▶ _What is asked_:
Print every line of the data below without changing anything.

******

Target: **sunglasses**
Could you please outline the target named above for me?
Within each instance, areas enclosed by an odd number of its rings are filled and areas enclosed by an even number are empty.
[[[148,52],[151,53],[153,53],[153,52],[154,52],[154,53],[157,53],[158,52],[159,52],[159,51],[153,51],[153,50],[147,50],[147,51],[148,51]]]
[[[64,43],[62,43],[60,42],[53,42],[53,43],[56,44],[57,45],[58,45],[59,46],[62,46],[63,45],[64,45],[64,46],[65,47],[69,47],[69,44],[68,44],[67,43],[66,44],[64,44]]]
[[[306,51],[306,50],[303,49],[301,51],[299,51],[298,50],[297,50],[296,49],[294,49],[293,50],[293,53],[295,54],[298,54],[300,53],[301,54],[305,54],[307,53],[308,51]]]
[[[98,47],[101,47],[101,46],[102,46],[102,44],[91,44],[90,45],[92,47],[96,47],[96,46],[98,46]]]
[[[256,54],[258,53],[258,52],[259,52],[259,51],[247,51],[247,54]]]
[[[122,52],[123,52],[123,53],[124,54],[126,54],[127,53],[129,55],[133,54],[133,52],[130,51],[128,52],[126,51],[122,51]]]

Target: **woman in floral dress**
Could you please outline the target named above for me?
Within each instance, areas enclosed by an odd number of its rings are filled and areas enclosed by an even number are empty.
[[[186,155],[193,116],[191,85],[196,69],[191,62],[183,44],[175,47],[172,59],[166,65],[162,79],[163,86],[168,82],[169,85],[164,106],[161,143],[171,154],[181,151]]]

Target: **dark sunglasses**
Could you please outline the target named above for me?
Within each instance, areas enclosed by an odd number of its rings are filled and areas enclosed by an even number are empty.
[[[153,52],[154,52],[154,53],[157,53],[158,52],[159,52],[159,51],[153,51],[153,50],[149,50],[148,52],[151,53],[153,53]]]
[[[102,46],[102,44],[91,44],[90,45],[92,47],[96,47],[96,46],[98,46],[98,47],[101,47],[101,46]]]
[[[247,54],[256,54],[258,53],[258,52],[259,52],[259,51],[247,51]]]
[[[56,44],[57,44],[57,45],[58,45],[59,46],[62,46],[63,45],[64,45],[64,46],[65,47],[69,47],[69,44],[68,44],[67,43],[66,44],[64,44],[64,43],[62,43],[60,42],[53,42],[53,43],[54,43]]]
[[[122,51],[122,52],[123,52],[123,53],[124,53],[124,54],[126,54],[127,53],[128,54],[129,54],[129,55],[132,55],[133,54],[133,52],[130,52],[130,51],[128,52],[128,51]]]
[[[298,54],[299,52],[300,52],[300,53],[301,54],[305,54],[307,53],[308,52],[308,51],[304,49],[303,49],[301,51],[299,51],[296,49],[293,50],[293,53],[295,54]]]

******

▶ _Finished task_:
Target: **sunglasses**
Could you please outline the target named above for me?
Within each instance, areas enclosed by an odd number of its rings are filled and areas enclosed by an even number are empty.
[[[148,52],[151,53],[153,53],[153,52],[154,52],[154,53],[157,53],[158,52],[159,52],[159,51],[153,51],[153,50],[147,50],[147,51],[148,51]]]
[[[64,43],[62,43],[60,42],[53,42],[53,43],[56,44],[57,45],[58,45],[59,46],[62,46],[63,45],[64,45],[64,46],[65,47],[69,47],[69,44],[68,44],[67,43],[66,44],[64,44]]]
[[[306,51],[306,50],[303,49],[301,51],[299,51],[298,50],[297,50],[296,49],[294,49],[293,50],[293,53],[295,54],[298,54],[300,53],[301,54],[305,54],[307,53],[308,51]]]
[[[98,47],[101,47],[101,46],[102,46],[102,44],[91,44],[90,45],[92,47],[96,47],[96,46],[98,46]]]
[[[256,54],[258,53],[258,52],[259,52],[259,51],[247,51],[247,54]]]
[[[122,52],[123,52],[123,53],[124,54],[126,54],[127,53],[129,55],[133,54],[133,52],[130,51],[128,52],[126,51],[122,51]]]

Target: **woman in floral dress**
Could you please outline the target named above for me?
Within each instance, areas enclosed by an odd number of its rings are filled and areas enclosed by an even number are empty.
[[[186,155],[193,116],[191,85],[196,69],[191,62],[183,44],[175,47],[172,59],[166,65],[162,79],[163,86],[168,82],[169,85],[164,106],[161,143],[171,154],[181,151]]]

Target: **dark sunglasses**
Could you please outline the target named above for me?
Within each instance, areas enclosed by an odd number of its rings are filled and areas enclosed by an even number are empty.
[[[153,52],[154,52],[154,53],[157,53],[158,52],[159,52],[159,51],[153,51],[153,50],[149,50],[148,52],[151,53],[153,53]]]
[[[102,46],[102,44],[91,44],[90,45],[92,47],[96,47],[96,46],[98,46],[98,47],[101,47],[101,46]]]
[[[247,54],[256,54],[258,53],[258,52],[259,52],[259,51],[247,51]]]
[[[56,44],[57,44],[57,45],[58,45],[59,46],[62,46],[63,45],[64,45],[64,46],[65,47],[69,47],[69,44],[68,44],[67,43],[66,44],[64,44],[64,43],[62,43],[60,42],[53,42],[53,43],[54,43]]]
[[[122,51],[122,52],[123,52],[123,53],[124,53],[124,54],[126,54],[127,53],[128,54],[129,54],[129,55],[132,55],[133,54],[133,52],[130,52],[130,51],[128,52],[128,51]]]
[[[298,54],[299,52],[300,52],[300,53],[301,54],[305,54],[307,53],[308,52],[308,51],[304,49],[303,49],[301,51],[299,51],[296,49],[293,50],[293,53],[295,54]]]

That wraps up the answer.